• INSTRUCTIONS FOR THE TASK
Your output should be the lines of the data that follow, reproduced exactly from the first through the line bearing "If you could tag each instance of the rear wing endplate".

Start of DATA RECORDS

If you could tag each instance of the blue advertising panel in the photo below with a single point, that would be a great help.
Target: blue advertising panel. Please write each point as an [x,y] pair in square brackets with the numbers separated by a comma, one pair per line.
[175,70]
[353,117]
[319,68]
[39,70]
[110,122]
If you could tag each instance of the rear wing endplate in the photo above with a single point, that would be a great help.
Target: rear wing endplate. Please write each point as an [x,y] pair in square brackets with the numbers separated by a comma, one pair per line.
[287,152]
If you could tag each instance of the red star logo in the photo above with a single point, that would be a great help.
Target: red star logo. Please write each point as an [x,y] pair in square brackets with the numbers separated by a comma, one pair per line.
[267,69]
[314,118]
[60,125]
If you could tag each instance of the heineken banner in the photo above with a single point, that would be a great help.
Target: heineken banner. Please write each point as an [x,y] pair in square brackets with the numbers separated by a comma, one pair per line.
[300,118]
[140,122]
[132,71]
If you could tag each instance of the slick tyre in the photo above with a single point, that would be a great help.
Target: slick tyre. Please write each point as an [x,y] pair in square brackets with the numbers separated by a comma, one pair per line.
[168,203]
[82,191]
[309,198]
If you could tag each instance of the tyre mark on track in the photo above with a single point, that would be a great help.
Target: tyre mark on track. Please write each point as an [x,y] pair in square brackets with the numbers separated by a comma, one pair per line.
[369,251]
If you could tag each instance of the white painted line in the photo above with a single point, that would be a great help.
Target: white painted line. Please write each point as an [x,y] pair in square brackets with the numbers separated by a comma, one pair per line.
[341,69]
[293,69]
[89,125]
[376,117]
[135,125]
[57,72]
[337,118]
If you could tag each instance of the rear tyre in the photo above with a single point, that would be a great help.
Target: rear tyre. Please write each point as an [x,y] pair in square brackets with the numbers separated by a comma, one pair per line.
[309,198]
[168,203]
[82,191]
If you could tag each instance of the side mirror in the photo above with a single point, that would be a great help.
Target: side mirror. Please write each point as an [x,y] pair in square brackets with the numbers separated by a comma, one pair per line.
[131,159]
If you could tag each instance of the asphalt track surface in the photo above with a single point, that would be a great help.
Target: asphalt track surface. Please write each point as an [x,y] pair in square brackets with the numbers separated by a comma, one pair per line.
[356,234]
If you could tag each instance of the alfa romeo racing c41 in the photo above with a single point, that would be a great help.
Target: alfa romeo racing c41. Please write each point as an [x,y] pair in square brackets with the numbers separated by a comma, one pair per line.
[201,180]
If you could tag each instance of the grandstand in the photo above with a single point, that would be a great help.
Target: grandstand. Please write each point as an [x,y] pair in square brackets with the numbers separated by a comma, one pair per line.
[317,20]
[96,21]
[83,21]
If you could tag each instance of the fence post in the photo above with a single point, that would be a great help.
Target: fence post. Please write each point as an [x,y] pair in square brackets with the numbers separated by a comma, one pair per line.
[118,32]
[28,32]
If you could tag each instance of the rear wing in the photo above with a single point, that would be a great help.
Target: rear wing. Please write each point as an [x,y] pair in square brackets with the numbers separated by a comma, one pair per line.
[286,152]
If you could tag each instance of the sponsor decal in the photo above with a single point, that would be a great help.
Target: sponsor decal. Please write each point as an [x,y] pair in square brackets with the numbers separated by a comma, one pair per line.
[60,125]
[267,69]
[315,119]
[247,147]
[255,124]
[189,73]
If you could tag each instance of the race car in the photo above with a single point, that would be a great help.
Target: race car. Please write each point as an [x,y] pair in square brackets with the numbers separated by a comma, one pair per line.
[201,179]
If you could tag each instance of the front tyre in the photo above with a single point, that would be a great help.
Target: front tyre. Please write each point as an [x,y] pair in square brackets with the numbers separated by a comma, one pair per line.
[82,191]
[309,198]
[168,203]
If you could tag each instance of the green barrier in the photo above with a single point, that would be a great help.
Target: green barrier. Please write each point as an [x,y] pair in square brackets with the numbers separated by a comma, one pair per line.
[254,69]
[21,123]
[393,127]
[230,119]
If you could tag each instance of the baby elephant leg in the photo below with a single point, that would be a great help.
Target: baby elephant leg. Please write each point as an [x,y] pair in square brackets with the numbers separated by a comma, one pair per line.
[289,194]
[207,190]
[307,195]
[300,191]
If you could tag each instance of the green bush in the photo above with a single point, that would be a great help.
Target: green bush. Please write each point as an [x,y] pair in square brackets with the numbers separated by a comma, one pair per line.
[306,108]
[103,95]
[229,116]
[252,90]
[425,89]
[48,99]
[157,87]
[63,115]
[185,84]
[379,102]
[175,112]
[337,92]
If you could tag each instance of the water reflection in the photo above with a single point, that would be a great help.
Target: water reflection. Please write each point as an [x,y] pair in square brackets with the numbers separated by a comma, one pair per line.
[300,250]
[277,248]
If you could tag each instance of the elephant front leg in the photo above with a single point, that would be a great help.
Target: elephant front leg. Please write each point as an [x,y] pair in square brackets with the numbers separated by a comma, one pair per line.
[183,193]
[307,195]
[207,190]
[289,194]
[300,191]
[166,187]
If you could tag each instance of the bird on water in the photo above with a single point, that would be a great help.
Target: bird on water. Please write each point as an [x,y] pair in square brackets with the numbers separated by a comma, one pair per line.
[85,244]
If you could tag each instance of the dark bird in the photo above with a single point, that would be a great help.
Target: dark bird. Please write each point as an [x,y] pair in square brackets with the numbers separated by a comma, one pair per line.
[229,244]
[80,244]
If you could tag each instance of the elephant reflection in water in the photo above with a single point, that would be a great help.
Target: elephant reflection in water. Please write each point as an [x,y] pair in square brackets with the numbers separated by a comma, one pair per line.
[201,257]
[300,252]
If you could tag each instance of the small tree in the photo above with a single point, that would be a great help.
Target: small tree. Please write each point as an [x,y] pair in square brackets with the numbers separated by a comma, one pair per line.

End of DATA RECORDS

• ANSWER TO THE EXERCISE
If you could tag each instance of the blue advertising panel in the photo below with a single point, that would be a great help.
Target: blue advertising panel. Please write each point as an [x,y] pair in square brackets with the numbers separated by a comma, one pair per line.
[175,70]
[353,117]
[319,68]
[39,70]
[110,122]
If you could tag each instance of the rear wing endplate in the photo above with a single point, that would be a great help.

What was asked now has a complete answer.